__REQUIRED WORK__. Output every line of the data exactly as it appears.

(Point annotation records)
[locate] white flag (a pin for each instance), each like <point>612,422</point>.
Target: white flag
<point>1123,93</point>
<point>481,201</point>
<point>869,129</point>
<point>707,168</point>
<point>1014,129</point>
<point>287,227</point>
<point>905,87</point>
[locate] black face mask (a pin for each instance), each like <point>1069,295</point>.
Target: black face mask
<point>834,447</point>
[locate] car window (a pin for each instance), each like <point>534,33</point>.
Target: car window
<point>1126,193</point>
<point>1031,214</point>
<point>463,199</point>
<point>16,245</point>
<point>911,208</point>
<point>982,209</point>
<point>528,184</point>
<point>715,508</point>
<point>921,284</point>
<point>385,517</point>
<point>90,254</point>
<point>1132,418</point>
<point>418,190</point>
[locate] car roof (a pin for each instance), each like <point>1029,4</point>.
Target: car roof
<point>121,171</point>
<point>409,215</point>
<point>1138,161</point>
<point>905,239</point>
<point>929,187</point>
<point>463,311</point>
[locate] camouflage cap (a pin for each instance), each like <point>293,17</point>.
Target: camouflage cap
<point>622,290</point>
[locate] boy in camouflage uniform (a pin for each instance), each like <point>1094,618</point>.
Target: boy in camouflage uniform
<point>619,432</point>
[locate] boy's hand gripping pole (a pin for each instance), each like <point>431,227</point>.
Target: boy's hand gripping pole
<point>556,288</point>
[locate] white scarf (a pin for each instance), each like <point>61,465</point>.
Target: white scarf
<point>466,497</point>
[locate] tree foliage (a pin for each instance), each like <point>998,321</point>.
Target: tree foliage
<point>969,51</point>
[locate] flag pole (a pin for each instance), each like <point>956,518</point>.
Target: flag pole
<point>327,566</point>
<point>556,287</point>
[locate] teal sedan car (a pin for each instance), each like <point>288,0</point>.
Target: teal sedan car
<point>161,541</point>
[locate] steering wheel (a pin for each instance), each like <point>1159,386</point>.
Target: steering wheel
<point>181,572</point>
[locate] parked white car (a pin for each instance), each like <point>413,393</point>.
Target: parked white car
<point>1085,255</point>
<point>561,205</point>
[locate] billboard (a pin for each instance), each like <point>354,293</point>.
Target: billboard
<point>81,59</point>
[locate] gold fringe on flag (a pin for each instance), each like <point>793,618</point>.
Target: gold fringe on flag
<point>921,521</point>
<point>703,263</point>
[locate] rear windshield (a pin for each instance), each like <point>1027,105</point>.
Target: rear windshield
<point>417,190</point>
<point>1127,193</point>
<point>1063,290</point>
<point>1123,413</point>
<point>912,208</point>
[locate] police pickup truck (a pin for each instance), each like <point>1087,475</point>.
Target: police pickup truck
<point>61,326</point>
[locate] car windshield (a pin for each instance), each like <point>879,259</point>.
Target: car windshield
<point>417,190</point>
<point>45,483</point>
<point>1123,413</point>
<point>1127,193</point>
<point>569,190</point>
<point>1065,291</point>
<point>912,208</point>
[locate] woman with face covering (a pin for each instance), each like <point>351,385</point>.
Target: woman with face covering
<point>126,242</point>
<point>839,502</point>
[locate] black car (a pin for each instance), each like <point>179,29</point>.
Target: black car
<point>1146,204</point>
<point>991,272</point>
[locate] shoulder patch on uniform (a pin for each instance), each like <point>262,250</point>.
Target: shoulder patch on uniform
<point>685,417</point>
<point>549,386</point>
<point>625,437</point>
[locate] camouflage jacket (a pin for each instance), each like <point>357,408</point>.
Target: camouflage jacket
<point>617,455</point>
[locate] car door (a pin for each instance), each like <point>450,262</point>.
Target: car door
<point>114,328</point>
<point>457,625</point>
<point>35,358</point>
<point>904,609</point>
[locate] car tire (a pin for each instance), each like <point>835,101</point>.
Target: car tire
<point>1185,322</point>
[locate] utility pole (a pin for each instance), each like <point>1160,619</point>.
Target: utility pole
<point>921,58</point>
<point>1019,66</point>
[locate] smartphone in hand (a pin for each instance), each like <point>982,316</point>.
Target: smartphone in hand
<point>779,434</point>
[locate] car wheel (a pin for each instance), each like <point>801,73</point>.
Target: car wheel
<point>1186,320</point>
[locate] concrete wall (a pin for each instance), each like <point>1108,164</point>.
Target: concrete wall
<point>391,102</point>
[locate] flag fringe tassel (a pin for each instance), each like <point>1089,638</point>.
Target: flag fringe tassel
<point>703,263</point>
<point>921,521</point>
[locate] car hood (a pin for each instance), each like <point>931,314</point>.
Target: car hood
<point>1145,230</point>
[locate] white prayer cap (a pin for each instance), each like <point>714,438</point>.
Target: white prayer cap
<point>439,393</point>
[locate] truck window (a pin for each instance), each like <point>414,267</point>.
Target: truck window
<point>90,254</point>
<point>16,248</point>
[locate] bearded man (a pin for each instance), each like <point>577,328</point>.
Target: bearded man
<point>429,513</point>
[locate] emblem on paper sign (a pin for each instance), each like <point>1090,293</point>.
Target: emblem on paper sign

__RESULT FOR THIS EXERCISE__.
[locate] white flag (a pin for each instance), each like <point>612,422</point>.
Target: white flag
<point>1123,93</point>
<point>481,201</point>
<point>869,129</point>
<point>707,168</point>
<point>1014,129</point>
<point>287,227</point>
<point>905,87</point>
[locate] black face mask (a pin for each instance), each like <point>1069,295</point>.
Target: black face mask
<point>834,447</point>
[locate] car window (a pin for each instance), each like <point>534,33</point>.
Target: car window
<point>1126,193</point>
<point>1031,214</point>
<point>463,199</point>
<point>16,245</point>
<point>911,208</point>
<point>982,209</point>
<point>528,184</point>
<point>715,508</point>
<point>921,284</point>
<point>385,517</point>
<point>90,254</point>
<point>1132,418</point>
<point>418,190</point>
[locate] car roof (a pin for each instance), each like <point>1029,4</point>.
Target: car roof
<point>121,171</point>
<point>409,215</point>
<point>1138,161</point>
<point>905,239</point>
<point>929,187</point>
<point>463,311</point>
[locate] camouflage cap (a pin for each instance), each like <point>293,17</point>.
Target: camouflage cap
<point>622,290</point>
[locate] boy in camouflage uniform (a pin for each instance), each like <point>1094,618</point>.
Target: boy in camouflage uniform
<point>619,432</point>
[locate] boy's hand gripping pole (a pin for each instance), each like <point>431,227</point>.
Target: boy's hand gripping pole
<point>556,288</point>
[locate] white scarf (a pin for each instance), each like <point>61,465</point>.
Target: white scarf
<point>466,497</point>
[locate] tree foliage (a pin for each instance), each like <point>998,321</point>.
Target: tree foliage
<point>969,51</point>
[locate] flag pole (a pin for each instance), each like <point>956,518</point>.
Target: flag pole
<point>327,566</point>
<point>556,287</point>
[locate] teal sedan car (a pin for each instance), each like <point>288,0</point>.
Target: teal sedan car
<point>161,541</point>
[locate] steering wheel (a pin for each instance), each like <point>1159,386</point>.
Target: steering wheel
<point>181,572</point>
[locate] parked white car (a pin for each instance), each like <point>413,393</point>.
Target: parked white car
<point>1085,255</point>
<point>561,205</point>
[locate] billboard (a pin for each instance), each like <point>354,293</point>.
Target: billboard
<point>81,59</point>
[locate] gold fringe on flag (a pin for each instance), each like <point>793,618</point>.
Target: gold fringe on flag
<point>921,521</point>
<point>703,263</point>
[locate] rear windshield (a pin for each instance), each like <point>1027,105</point>.
Target: rear windshield
<point>417,190</point>
<point>1127,193</point>
<point>1063,290</point>
<point>1123,413</point>
<point>912,208</point>
[locate] police pickup truck (a pin for each instance), each like <point>1087,475</point>.
Target: police pickup truck
<point>61,326</point>
[locate] car windshield (a pin for each instance), each like <point>879,259</point>.
Target: car windshield
<point>417,190</point>
<point>45,483</point>
<point>1123,413</point>
<point>1127,193</point>
<point>569,190</point>
<point>1065,291</point>
<point>912,208</point>
[locate] woman with face covering (a pin for each instance), each like <point>351,385</point>.
Target: woman with face covering
<point>126,242</point>
<point>839,502</point>
[locate] black car (a pin for each instance), each like <point>179,29</point>.
Target: black car
<point>1146,204</point>
<point>991,272</point>
[locate] shoulder patch on uniform (a pin for each instance), each like <point>262,250</point>.
Target: shoulder patch on uniform
<point>685,417</point>
<point>549,386</point>
<point>625,437</point>
[locate] camouflage jacket (a pin for each instance), each like <point>357,408</point>.
Target: camouflage jacket
<point>617,455</point>
[locate] car door (a pin for each instance), each like <point>450,262</point>.
Target: car door
<point>114,328</point>
<point>457,625</point>
<point>35,358</point>
<point>904,609</point>
[locate] car tire (a pin for each instance), each like <point>835,101</point>.
Target: car tire
<point>1185,322</point>
[locate] utility pole (a pin for each instance), each like <point>1160,619</point>.
Target: utility pole
<point>921,58</point>
<point>1019,66</point>
[locate] smartphone in hand (a pin for each instance), each like <point>982,316</point>.
Target: smartphone in hand
<point>779,434</point>
[locate] car wheel (a pin for each instance), each like <point>801,73</point>.
Target: car wheel
<point>1186,320</point>
[locate] concrete wall (a pin for each instance), each like <point>1108,164</point>.
Target: concrete wall
<point>391,102</point>
[locate] flag fringe tassel (a pin for each instance), each like <point>1089,638</point>.
Target: flag fringe tassel
<point>703,263</point>
<point>921,521</point>
[locate] car hood (a pin for each instance), each like <point>931,314</point>.
Target: car hood
<point>1145,230</point>
[locate] white prayer cap (a pin for each instance), each like <point>714,438</point>.
Target: white prayer cap
<point>439,393</point>
[locate] truck window (a pin for each instance), each like <point>414,267</point>.
Target: truck window
<point>90,254</point>
<point>16,248</point>
[locate] bearded man (a pin for each instance), each like <point>577,328</point>.
Target: bearded man
<point>429,513</point>
[locate] emblem on paper sign (a pin for each instance), each like <point>1090,293</point>.
Target: emblem on paper sign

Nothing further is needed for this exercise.